=== Исходный отрывок ===
It is also legal to insert nothing at all when using trailing nullable fields. Within indexes, such null values are always treated as equal to other null values and are always treated as less than non-null values. Nulls may appear multiple times even in a unique index.

Type: boolean
Default: false

Пример:

box.space.tester:create_index('I', {unique = true, parts = {{field = 2, type = 'number', is_nullable = true}}})

Предупреждение

It is legal to create multiple indexes for the same field with different is_nullable values or to call space_object:format() with a different is_nullable value from what is used for an index. When there is a contradiction, the rule is: null is illegal unless is_nullable=true for every index and for the space format.

key_part.exclude_null¶

Since: 2.8.2

Specify whether an index can skip tuples with null at this key part. You can set this option to true if:

the index type is TREE
the index is not the primary index

If exclude_null is set to true, is_nullable is set to true automatically. Note that this option can be changed dynamically. In this case, the index is rebuilt.

Такие индексы вообще не хранят отфильтрованные кортежи, поэтому индексирование будет выполняться быстрее.

Type: boolean
Default: false

key_part.path¶

Specify the path string for a map field.

Type: string

See the examples below:

Creating an index using the path option for map fields
Creating a multikey index using the path option with [*]

Примеры

Creating an index using field names and numbers

create_index() can use field names or field numbers to define key parts.

Example 1 (field names):

To create a key part by a field name, you need to specify space_object:format() first.

-- Create a primary index --
box.space.bands:create_index('primary', { parts = { 'id' } })

-- Create a unique secondary index --
box.space.bands:create_index('band', { parts = { 'band_name' } })

-- Create a non-unique secondary index --
box.space.bands:create_index('year', { parts = { { 'year' } }, unique = false })

-- Create a multi-part index --
box.space.bands:create_index('year_band', { parts = { { 'year' }, { 'band_name' } } })

Example 2 (field numbers):

-- Create a primary index --
box.space.bands:create_index('primary', { parts = { 1 } })

=== Записанные данные ===
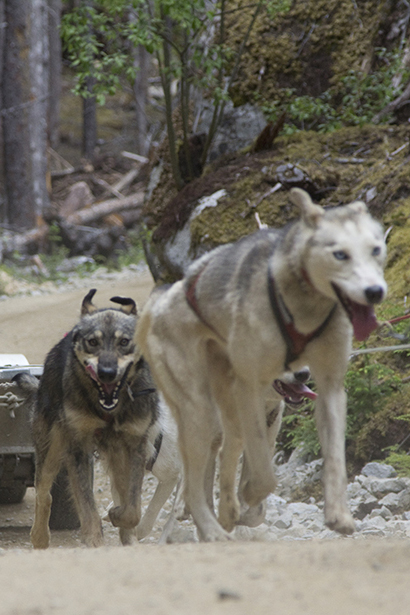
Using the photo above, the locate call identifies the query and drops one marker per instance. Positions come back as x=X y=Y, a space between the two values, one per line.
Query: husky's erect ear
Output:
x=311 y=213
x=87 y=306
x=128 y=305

==

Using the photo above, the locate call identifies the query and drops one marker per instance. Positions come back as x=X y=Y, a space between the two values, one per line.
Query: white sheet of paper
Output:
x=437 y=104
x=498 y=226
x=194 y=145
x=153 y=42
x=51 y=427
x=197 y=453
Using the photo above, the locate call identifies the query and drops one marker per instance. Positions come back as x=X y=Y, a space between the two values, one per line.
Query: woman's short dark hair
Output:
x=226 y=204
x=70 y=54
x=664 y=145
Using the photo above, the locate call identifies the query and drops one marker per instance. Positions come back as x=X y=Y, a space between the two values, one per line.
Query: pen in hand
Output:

=== Цель 1 ===
Начиная с какой версии, согласно отрывку о создании индексов, есть опция exclude_null?
=== Цель 2 ===
Напишите, что идёт дальше в отрывке о создании индексов, начиная сразу после его конца.
Строки никак не связаны с отрывком.

=== Итог 1 ===
С версии 2.8.2.

=== Итог 2 ===
-- Create a unique secondary index --
box.space.bands:create_index('band', { parts = { 2 } })

-- Create a non-unique secondary index --
box.space.bands:create_index('year', { parts = { { 3 } }, unique = false })

-- Create a multi-part index --
box.space.bands:create_index('year_band', { parts = { 3, 2 } })

Создание индекса с использованием пути для полей с ассоциативными массивами (индексы по пути JSON)

Чтобы создать индекс для поля, которое представляет собой ассоциативный массив (строка с путем и скалярное значение), укажите строку c путем во время создания индекса:

parts = {field-number, 'data-type', path = 'path-name'}

Тип индекса должен быть TREE или HASH, а содержимое поля — всегда ассоциативный массив с одним и тем же путем.

Пример 1 — Простое использование пути:

box.schema.space.create('space1')
box.space.space1:create_index('primary', { parts = { { field = 1,
                                                       type = 'scalar',
                                                       path = 'age' } } })
box.space.space1:insert({ { age = 44 } })
box.space.space1:select(44)

Пример 2 — для большей наглядности используем path вместе с format() и JSON-синтаксисом:

box.schema.space.create('space2')
box.space.space2:format({ { 'id', 'unsigned' }, { 'data', 'map' } })
box.space.space2:create_index('info', { parts = { { 'data.full_name["firstname"]', 'str' },
                                                  { 'data.full_name["surname"]', 'str' } } })
box.space.space2:insert({ 1, { full_name = { firstname = 'John', surname = 'Doe' } } })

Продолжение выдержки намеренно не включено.